▸ **GOAL OF THE EXERCISE**: Write out, word for word, every line from the one containing "point(49, 1)" through the last line of the records below, both ends included.

(MATERIAL FOR THE TASK begins)

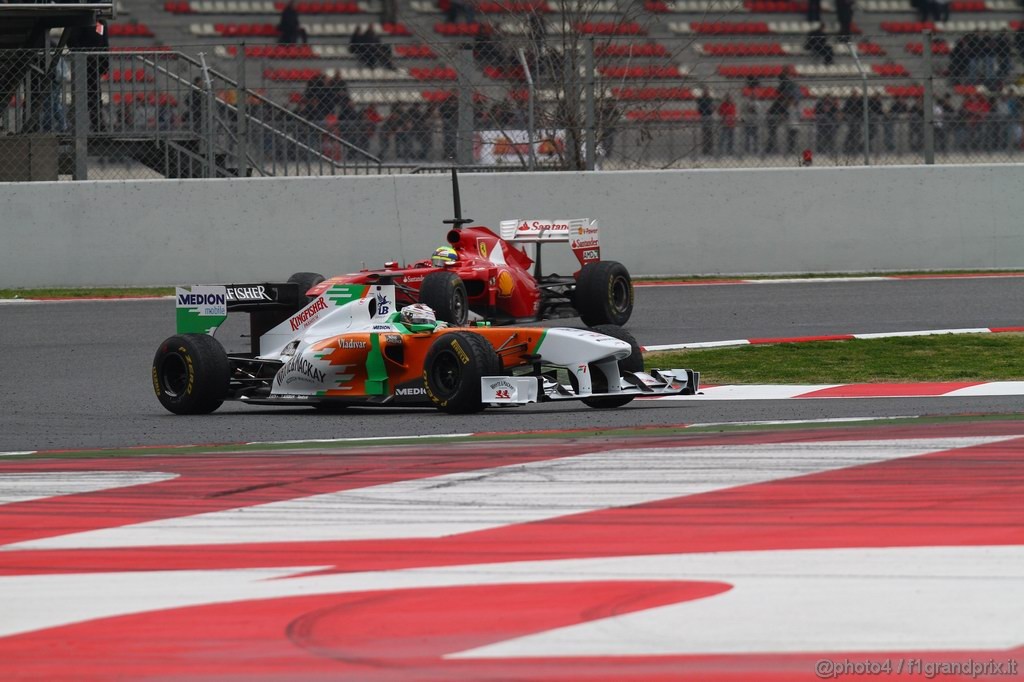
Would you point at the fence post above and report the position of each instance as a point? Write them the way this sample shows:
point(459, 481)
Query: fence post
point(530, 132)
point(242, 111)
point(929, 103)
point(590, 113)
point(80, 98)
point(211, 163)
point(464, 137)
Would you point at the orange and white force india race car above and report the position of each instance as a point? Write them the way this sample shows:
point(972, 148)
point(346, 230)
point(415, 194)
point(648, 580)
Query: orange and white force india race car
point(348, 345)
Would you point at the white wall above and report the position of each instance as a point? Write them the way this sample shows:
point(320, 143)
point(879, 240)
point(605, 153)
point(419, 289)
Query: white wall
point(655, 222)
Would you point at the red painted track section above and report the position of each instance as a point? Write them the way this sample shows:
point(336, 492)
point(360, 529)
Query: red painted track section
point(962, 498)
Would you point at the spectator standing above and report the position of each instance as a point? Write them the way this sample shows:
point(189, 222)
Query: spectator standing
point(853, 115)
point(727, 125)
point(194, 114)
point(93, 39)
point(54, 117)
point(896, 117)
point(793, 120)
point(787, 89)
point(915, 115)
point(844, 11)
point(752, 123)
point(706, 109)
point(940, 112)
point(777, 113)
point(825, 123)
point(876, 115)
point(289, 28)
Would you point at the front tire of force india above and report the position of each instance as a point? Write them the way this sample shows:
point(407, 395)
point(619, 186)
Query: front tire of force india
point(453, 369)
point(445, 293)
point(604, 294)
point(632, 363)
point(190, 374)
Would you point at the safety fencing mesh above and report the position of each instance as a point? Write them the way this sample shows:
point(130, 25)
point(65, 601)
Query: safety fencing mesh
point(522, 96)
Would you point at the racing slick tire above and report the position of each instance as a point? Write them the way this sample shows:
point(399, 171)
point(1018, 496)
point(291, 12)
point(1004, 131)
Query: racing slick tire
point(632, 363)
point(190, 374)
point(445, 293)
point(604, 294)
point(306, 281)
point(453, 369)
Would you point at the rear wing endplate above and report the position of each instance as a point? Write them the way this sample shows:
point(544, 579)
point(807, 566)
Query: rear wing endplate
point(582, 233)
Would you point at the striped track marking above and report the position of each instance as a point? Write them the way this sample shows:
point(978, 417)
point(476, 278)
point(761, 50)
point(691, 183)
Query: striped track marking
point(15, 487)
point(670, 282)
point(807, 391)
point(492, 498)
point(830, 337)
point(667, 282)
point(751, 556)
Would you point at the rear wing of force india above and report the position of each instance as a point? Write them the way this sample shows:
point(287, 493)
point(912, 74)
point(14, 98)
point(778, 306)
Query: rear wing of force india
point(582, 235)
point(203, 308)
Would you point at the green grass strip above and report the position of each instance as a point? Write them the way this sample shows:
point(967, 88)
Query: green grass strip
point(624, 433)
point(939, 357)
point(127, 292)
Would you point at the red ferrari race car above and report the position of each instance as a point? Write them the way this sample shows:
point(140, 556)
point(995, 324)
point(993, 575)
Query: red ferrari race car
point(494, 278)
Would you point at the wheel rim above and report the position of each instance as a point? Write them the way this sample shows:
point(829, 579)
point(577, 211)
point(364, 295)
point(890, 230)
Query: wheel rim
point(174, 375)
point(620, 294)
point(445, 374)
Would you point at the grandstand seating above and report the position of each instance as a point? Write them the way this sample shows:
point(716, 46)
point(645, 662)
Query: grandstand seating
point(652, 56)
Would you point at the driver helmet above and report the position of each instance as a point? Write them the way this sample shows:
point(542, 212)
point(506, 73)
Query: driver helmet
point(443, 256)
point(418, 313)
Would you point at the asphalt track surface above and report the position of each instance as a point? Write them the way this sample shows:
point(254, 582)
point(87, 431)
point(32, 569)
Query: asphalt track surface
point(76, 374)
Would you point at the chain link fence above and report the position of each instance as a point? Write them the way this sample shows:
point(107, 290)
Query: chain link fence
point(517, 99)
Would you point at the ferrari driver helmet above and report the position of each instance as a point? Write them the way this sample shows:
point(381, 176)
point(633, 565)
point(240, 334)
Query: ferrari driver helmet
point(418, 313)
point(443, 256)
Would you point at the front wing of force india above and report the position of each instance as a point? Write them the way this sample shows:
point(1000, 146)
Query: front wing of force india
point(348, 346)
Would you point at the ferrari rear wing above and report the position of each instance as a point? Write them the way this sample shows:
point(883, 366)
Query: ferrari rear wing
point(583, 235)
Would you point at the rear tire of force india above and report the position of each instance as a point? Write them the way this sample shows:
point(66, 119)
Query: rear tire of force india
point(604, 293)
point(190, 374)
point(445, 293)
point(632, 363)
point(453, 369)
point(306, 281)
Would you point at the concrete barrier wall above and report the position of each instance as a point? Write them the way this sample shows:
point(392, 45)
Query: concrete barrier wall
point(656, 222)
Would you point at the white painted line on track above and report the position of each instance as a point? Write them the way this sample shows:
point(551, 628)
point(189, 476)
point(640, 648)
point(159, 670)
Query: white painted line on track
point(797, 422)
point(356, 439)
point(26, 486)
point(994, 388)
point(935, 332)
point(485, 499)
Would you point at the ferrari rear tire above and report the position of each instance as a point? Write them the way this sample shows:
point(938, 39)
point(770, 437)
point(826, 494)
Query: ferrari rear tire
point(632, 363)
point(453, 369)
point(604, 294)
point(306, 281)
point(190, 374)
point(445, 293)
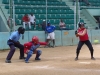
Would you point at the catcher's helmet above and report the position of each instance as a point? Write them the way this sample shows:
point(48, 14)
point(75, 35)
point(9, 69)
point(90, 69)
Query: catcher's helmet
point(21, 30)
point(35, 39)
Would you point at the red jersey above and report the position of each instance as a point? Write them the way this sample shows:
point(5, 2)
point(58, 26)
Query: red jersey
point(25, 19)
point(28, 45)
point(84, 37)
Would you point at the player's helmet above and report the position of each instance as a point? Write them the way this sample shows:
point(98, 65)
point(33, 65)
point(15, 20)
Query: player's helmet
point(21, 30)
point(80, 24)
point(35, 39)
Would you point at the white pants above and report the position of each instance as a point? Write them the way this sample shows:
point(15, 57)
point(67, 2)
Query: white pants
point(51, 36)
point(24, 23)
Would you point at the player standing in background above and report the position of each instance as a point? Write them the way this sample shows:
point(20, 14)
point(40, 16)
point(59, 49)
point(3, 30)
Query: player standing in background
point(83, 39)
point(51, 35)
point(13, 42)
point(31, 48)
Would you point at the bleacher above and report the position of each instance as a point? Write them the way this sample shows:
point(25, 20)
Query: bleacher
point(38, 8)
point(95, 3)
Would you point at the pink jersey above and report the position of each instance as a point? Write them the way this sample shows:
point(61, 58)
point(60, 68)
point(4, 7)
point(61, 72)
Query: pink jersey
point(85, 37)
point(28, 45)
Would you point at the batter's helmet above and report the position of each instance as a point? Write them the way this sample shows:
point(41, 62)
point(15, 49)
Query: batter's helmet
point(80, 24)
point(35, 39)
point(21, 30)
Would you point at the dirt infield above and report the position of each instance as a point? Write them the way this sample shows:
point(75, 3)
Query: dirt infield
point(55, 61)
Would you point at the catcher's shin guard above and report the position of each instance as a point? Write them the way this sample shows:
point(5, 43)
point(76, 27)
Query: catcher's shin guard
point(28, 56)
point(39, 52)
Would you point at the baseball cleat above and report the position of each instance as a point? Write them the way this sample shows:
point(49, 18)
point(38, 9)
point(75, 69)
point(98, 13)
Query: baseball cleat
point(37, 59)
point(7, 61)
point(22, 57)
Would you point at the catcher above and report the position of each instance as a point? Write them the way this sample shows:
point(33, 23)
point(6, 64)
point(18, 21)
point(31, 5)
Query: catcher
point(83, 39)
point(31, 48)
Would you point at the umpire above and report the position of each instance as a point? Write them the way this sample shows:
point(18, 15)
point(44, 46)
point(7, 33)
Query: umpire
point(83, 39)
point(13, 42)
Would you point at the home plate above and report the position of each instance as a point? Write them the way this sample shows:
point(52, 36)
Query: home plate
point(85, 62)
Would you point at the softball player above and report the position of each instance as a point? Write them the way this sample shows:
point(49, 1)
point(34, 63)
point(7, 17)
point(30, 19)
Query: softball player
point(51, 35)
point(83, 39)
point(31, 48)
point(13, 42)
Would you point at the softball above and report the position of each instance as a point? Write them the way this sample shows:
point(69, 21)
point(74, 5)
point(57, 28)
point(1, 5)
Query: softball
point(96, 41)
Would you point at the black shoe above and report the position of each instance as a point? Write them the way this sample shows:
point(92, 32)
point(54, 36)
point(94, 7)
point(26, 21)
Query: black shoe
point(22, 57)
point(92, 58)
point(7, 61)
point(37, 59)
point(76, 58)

(MATERIAL FOR THE TASK ends)

▸ **FINISHED TASK**:
point(49, 1)
point(34, 63)
point(7, 17)
point(30, 19)
Query: softball player
point(51, 35)
point(83, 39)
point(31, 48)
point(13, 42)
Would you point at the softball above and report the position of each instance as a point? Write them the way this sample shows:
point(69, 21)
point(74, 5)
point(57, 28)
point(1, 5)
Query: softball
point(96, 41)
Would you point at the black shoe above and report the position of each instance as a point? Write them the way this sample shows:
point(92, 32)
point(54, 36)
point(94, 7)
point(26, 21)
Query: black shoe
point(22, 57)
point(92, 58)
point(7, 61)
point(37, 59)
point(76, 58)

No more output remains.